■ The problem ■
Rewrite every one of the records below as a numbered list, omitting any blank lines.

START Records for the task

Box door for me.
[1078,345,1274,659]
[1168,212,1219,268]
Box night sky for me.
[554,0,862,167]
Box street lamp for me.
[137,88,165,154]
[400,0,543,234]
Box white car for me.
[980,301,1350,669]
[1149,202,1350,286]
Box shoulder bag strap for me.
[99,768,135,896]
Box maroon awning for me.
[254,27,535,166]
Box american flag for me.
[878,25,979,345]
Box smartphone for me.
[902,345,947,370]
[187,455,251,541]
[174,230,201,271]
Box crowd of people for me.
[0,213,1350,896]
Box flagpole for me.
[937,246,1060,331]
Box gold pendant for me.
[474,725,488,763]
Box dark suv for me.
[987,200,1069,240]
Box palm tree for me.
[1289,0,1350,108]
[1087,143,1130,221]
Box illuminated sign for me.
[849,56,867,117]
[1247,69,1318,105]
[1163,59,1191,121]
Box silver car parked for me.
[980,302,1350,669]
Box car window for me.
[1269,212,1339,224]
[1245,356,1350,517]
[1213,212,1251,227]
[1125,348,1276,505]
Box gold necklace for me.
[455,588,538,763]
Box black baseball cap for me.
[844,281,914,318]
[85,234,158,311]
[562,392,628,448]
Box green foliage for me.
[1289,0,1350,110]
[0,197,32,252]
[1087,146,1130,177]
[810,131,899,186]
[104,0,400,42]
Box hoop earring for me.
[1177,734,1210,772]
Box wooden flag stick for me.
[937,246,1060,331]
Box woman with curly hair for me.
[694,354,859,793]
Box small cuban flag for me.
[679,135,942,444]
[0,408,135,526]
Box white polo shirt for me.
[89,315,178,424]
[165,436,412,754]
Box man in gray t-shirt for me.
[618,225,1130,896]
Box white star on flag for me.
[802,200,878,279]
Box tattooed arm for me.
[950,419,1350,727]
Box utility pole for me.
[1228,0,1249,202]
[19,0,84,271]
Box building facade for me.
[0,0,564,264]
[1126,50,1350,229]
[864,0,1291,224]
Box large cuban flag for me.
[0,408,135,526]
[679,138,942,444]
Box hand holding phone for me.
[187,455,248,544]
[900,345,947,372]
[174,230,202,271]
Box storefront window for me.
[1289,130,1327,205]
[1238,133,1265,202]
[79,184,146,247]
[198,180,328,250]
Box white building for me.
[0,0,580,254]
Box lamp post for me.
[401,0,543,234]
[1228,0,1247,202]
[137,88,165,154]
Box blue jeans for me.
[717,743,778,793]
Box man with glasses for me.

END Records for the task

■ Task output ■
1. Box door for me.
2. [1078,345,1274,659]
3. [1168,212,1219,268]
4. Box night sky for me.
5. [554,0,862,167]
6. Box street lamp for me.
7. [137,88,165,154]
8. [400,0,543,234]
9. Box white car for me.
10. [980,301,1350,669]
11. [1149,202,1350,286]
12. Box shoulder bag strap for me.
13. [99,768,135,896]
14. Box maroon awning for me.
15. [254,27,535,166]
16. Box american flag for me.
17. [878,25,979,345]
18. Box smartphone for me.
19. [902,345,947,370]
20. [187,455,251,541]
21. [174,230,201,271]
22. Box crowd of people for me.
23. [0,213,1350,896]
24. Box flagpole for me.
25. [937,246,1060,331]
26. Box gold pendant for me.
27. [474,725,488,763]
28. Box dark suv for me.
29. [987,200,1069,240]
30. Box palm tree for me.
31. [1289,0,1350,108]
32. [1087,143,1130,221]
33. Box illuminated sign for me.
34. [849,56,867,117]
35. [1247,69,1318,105]
36. [1163,59,1191,121]
37. Box silver car parked for me.
38. [980,302,1350,669]
39. Box car window for me.
40. [1269,212,1339,224]
41. [1245,356,1350,517]
42. [1213,212,1251,227]
43. [1125,348,1276,505]
44. Box gold necklace for me.
45. [455,588,538,763]
46. Box black baseball cap for me.
47. [844,281,914,318]
48. [85,234,158,311]
49. [562,392,628,448]
50. Box green foliage for me.
51. [1289,0,1350,110]
52. [0,197,32,252]
53. [1087,146,1130,177]
54. [810,131,899,186]
55. [104,0,400,42]
56. Box hoop earring for me.
57. [1177,734,1210,772]
58. Box wooden flag stick for me.
59. [937,246,1060,331]
60. Box woman with curly hair for me.
61. [694,354,859,793]
62. Box small cuban flag for me.
63. [679,135,942,444]
64. [0,408,135,526]
65. Box white polo shirt for me.
66. [89,315,178,424]
67. [165,436,412,754]
68. Box man in gray t-shirt for me.
69. [618,225,1130,896]
70. Box white star on flag for me.
71. [802,200,878,279]
72. Box tattooed arm for me.
73. [950,419,1350,727]
74. Box utility pole for me.
75. [1228,0,1249,202]
76. [19,0,84,271]
77. Box building facade for me.
78. [0,0,564,264]
79. [1126,50,1350,229]
80. [864,0,1291,224]
81. Box large cuban flag for me.
82. [0,408,135,526]
83. [679,138,942,444]
84. Box hand holding phone for me.
85. [187,455,248,544]
86. [900,345,947,372]
87. [174,230,202,271]
88. Box storefront window for me.
89. [1289,130,1327,205]
90. [1238,133,1265,202]
91. [79,184,146,247]
92. [198,180,328,250]
93. Box white building for me.
94. [0,0,580,254]
95. Box lamp post for me.
96. [401,0,543,234]
97. [1228,0,1247,202]
98. [137,88,165,154]
99. Box blue jeans for me.
100. [717,743,778,793]
101. Box man with glasses for me.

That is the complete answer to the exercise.